**Stated exercise**
Please return the data below word for word, starting with its first line and going on through the line with "[0,668,66,693]", both included. Leave the pictures out of your answer.
___ Provided data ___
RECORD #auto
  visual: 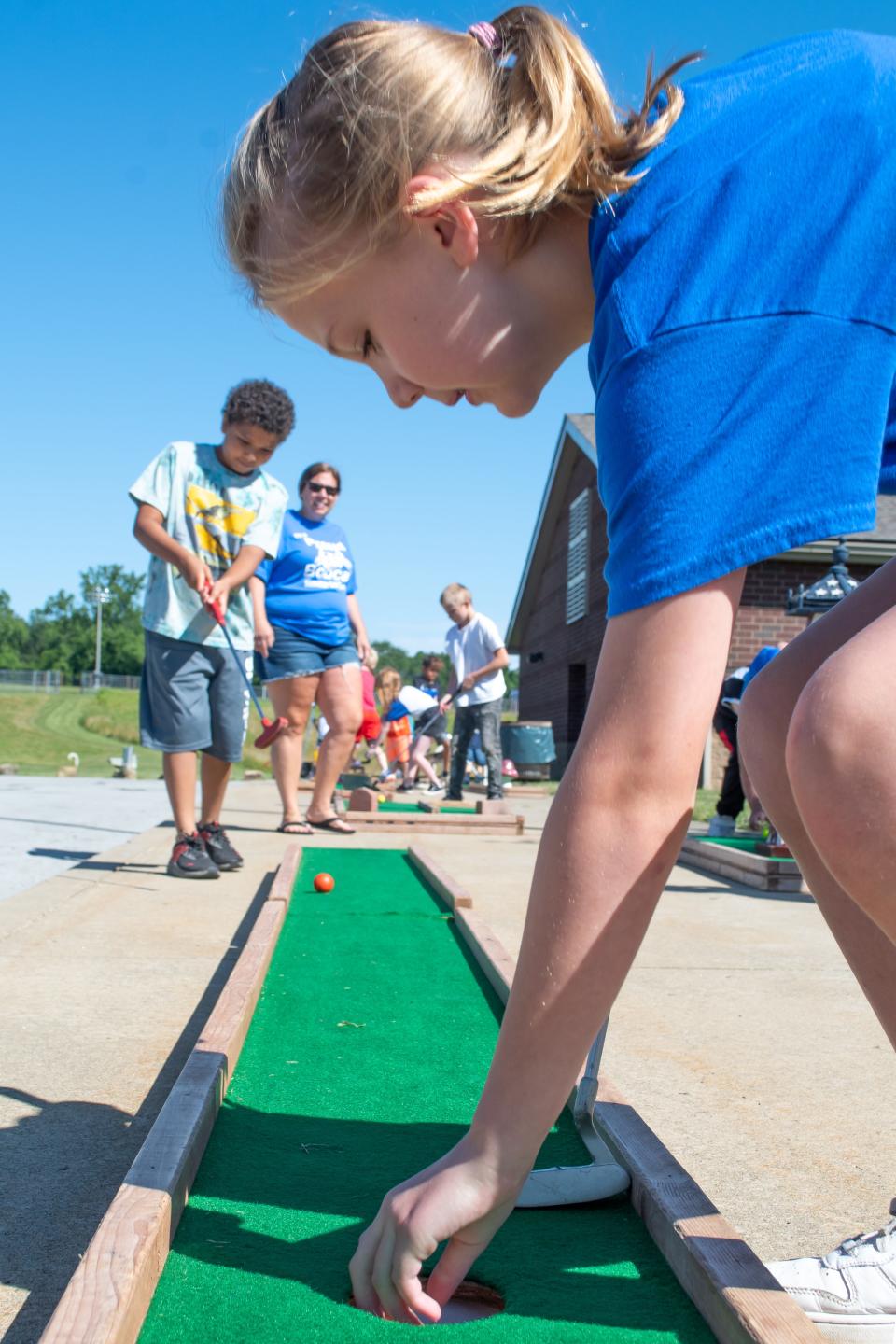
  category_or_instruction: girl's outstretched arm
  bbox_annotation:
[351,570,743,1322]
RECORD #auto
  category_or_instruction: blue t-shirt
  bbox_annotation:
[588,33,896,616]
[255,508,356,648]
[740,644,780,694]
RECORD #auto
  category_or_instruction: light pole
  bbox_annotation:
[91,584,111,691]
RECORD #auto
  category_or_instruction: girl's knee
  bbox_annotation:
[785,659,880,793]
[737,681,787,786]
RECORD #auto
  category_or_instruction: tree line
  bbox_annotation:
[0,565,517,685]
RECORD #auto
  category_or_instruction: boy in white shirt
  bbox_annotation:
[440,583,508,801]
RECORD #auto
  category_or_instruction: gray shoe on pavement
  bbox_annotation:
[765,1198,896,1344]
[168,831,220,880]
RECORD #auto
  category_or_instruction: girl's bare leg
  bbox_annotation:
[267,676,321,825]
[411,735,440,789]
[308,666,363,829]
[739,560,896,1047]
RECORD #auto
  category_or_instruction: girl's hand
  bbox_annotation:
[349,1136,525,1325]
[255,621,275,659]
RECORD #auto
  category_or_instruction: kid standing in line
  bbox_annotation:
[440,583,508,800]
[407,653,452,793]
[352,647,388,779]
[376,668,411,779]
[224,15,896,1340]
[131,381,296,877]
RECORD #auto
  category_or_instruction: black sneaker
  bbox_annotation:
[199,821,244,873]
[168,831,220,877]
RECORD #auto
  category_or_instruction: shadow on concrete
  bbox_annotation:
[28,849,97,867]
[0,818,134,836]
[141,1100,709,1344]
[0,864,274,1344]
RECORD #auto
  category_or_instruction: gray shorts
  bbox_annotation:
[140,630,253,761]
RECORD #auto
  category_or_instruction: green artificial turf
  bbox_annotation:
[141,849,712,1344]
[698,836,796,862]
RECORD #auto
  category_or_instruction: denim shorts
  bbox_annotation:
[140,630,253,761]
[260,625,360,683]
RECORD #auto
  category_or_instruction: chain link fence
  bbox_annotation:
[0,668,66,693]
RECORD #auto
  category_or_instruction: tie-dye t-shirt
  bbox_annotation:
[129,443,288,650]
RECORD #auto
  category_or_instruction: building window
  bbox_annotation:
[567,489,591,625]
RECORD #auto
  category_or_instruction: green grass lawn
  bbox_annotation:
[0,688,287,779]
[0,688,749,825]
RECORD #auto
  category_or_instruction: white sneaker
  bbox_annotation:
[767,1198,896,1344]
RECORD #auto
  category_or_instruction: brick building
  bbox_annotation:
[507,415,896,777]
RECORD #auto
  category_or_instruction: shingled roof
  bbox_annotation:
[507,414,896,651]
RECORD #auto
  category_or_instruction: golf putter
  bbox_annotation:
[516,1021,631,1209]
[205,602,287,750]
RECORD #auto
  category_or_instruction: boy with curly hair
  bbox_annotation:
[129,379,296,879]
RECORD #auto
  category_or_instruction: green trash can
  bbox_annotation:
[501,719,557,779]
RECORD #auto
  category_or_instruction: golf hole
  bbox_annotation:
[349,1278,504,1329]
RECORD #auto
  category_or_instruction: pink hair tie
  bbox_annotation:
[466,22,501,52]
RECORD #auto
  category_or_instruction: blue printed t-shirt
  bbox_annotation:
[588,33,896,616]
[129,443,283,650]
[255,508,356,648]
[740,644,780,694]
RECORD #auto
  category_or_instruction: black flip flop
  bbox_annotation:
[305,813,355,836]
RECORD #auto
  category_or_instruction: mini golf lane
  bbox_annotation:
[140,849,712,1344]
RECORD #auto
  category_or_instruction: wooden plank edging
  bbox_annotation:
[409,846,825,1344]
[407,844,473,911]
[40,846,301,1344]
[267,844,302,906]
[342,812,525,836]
___
**Expected output**
RECORD #auto
  visual: 
  category_or_instruction: girl's outstretched arm
  bbox_annotation:
[351,570,743,1322]
RECORD #auto
  category_or_instruction: blue t-shirt
  bbox_annotation:
[588,33,896,616]
[255,508,356,648]
[740,644,780,694]
RECORD #auto
  category_or_instruction: light pole
  bbox_annotation:
[91,584,111,691]
RECORD #auto
  category_or_instruction: girl's knee
  bbox_annotation:
[785,659,880,793]
[737,681,787,786]
RECORD #auto
  category_or_instruction: tree line
  bbox_annotation:
[0,565,517,685]
RECORD #auto
  category_or_instruction: boy in white shirt
  bbox_annotation:
[440,583,508,801]
RECORD #auto
  category_or_instruction: gray shoe on pavement
  bbox_annotation:
[765,1198,896,1344]
[168,831,220,880]
RECORD #auto
  category_or_instruction: girl's bare leg
  bbox_annotation:
[267,676,321,825]
[411,735,440,789]
[308,666,363,829]
[739,560,896,1047]
RECORD #auto
  category_or_instruction: girl's hand
  bbox_annotation:
[349,1136,525,1325]
[255,621,275,659]
RECORD #auto
  category_or_instruction: kid standing in line
  bbox_annotation:
[440,583,508,800]
[407,653,452,793]
[352,647,388,779]
[376,668,411,779]
[224,15,896,1340]
[131,381,296,877]
RECORD #auto
  category_or_instruction: black sneaker
  bbox_annotation:
[199,821,244,873]
[168,831,220,877]
RECORD #auto
  category_or_instruction: shadow on concrete
  bbox_annotation:
[28,849,97,867]
[0,818,134,836]
[141,1100,709,1344]
[0,864,274,1344]
RECORD #auto
  category_or_instruction: gray shorts
  bbox_annotation:
[140,630,253,761]
RECORD #auto
  category_or_instruction: green artificial turf
  bbox_annotation:
[141,849,712,1344]
[698,836,796,862]
RECORD #auto
  category_or_instruction: denim shorts
  bbox_annotation:
[140,630,253,761]
[260,625,360,683]
RECORD #auto
  category_or_instruction: chain link fence
  bbox_annotation:
[0,668,66,693]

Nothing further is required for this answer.